→ Document text
______

What transistor do you use for Q200R? The stock 2SC3942 has plastic case - so it is isolated from the heatsink and the screw. In the Cornet 2 the heatsinks are not connected to anything either. So... touching the parts should not change anything. In your case it do change, so the first obvious things - check if there is a solder bridge somewhere near the heatsink.
In case you use some non-isolated transistor (like TIP50) the abovementioned troubleshooting won't help.
The whole behaviour IMHO can be explained by the lack of connectivity of the cathode of V202 (in right channel) to ground. Your multimeter has finite resistance which is enough to close the circuit of the cathode follower in place of the intended circuit (R217, Q200, R218). So your steps should include:
- (power off your device!!!!) check resistance from the cathode pin of the V202 (for the right channel) to the collector of Q200 (220 Ohm);
- resistance from the emitter of Q200 to ground (should be 910 Ohm).
If both resistances are OK, check the voltage on the base of Q200 (while the Cornet 2 is on of course) - should be around 6.2V. If OK - most likely the Q200 is out of order.
... voltages with a 5V4GA are running about 30 VDC HIGHER in the malfuntioning right channel than the left channel.
It can be the result of open circuit for the last stage (what I described earlier). The last stage drain about 6,5mA and if the current doesn't flow the voltage drop on the R220-R221 is lower and the resulting voltage is higher. I'm slightly surprised that the voltages on C202s and C204s are the same, but it may be just coincidence.
MY LED D100 is not functioning at all; ... The other anomaly I noticed is that on Q100R I have one leg that has no voltage present while the other legs have 8 volts DC, same as all three legs of Q100L in the left. I din't measure for AC on the Q100L.
What are the Q100L and Q100R? Q100 and Q101?

longplates

  • Jr. Member
  • Posts: 17
Poty-- thanks so much for your assistance!

I did indeed use a TIP50; bad choice, I guess, but that is the only equivalent that digikey HAD. ( IF I had I known the disadvantages of using TIP 50... I'd have added another supplier to the list for my build and sourced something else for Q200R and Q200L!)

______

(Point localization data)
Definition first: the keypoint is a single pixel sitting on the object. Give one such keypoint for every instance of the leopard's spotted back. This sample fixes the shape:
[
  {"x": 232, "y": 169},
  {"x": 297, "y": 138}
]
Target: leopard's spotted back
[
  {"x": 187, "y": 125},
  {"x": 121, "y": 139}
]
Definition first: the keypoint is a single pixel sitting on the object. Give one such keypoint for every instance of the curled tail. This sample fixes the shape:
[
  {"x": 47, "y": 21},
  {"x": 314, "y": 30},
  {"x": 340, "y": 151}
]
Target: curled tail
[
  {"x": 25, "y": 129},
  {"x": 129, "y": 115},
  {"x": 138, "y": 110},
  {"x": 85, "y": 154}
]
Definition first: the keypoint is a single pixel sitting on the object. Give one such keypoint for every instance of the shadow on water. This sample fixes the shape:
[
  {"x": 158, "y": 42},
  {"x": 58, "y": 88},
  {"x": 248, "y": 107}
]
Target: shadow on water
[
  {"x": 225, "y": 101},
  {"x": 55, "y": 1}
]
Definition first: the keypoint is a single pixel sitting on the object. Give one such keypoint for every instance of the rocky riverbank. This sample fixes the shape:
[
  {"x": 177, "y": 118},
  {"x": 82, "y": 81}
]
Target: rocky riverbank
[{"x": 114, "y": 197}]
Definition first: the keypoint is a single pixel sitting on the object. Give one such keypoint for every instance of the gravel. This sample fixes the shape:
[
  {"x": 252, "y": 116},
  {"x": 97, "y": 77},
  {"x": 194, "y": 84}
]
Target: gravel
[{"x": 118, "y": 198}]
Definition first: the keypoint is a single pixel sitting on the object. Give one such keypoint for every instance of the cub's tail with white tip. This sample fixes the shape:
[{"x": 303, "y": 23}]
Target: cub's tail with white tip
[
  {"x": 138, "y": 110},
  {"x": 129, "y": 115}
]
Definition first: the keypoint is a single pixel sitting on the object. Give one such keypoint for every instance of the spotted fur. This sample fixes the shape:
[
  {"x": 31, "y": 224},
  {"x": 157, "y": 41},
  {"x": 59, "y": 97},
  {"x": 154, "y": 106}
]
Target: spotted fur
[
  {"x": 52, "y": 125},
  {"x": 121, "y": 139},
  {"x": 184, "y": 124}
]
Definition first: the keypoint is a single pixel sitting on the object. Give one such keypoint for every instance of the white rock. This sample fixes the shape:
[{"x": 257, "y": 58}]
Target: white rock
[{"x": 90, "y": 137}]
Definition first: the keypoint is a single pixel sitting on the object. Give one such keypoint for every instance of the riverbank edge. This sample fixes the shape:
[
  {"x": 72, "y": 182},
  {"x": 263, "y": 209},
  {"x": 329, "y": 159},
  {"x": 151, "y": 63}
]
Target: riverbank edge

______

→ Required actions
#1 According to the Cornet 2 troubleshooting thread, why could the voltages in the malfunctioning right channel run higher than in the left? Answer in one to three sentences.
#2 Carry on with the Cornet 2 troubleshooting thread from the point where it ends.
The items are separate material and unrelated to the Cornet 2 troubleshooting thread.

→ Activity answers
#1 An open circuit in the last stage would stop its roughly 6.5mA current from flowing. The voltage drop across R220-R221 would then be lower, so the resulting voltage would be higher.

#2
 I misquoted on the "Q100L and Q100R" You are correct, they are indeed Q100 and Q101 on the schematic, and Q101 was device I measured as having one leg with no voltage present. It was a hectic night... ;0)

I'll admit upfront here that as far as anything to do with solid state devices... I am at beginner knowledge level.. but I measure exactly what you quote for Q200R: The cathode of V202 to the collector of Q200R measures 221 ohms. The Q200R emitter to ground is 913 ohms.

HOWEVER, I measure only around 3VDC on the base of Q200R to ground.  On Q200L it is 6.2.

BTW--- as far as V202 is concerned: ( I do wish I knew what the DC on the tubes should be, roughly,  on each pin, but here are the measurements and my basic observations)

 The ECC82/12AU7 (V202) at least APPEARS to be operating/drawing current; it's seemingly PROPERLY functional in triode one, for the left channel, (produces normal audio; DC voltages present) and has high tension on the elements associated with triode 2, the right channel, also... just 20-30 volts higher in triode 2 than triode one; I have no idea what the various voltages on the 9 pins of ANY of the tubes SHOULD be, (they are not in the Cornet2 manual) but here are the voltages on V202 that I measured: Pin 1: 345VDC (This is anode ONE, for the functional left channel, as I read it) Pin 2, (grid one): 141 VDC Pin 3 (K one): 158 VDC Pin 4 (fil. one): 6 VDC Pin 5 (fil. 2): 6 VDC Pin 7 (g2): 155VDC  Pin 8 (K2): 180 VDC  Pin 9: No voltage

So the only anomaly from your thoughtfully provided spec resistances/voltages is the base of Q200R, which is 3 VDC rather than 6.2 VDC

I have to attend to something-- I'll return ASAP with voltage measurements from the resistors where the spec voltage is printed on the PCB (helpful!!) And I do apologize for my ignorance!

POTY-- THANKS SO MUCH!!!

 L.P.

longplates

  • Jr. Member
  • Posts: 17
Poty-- I have to go to my mother's house to assist here with some daily health regimen activities...

I will return and post other DC and resistance readings including those from Q200L and V200 and V201,

when my mother is... all set... for today, bless her.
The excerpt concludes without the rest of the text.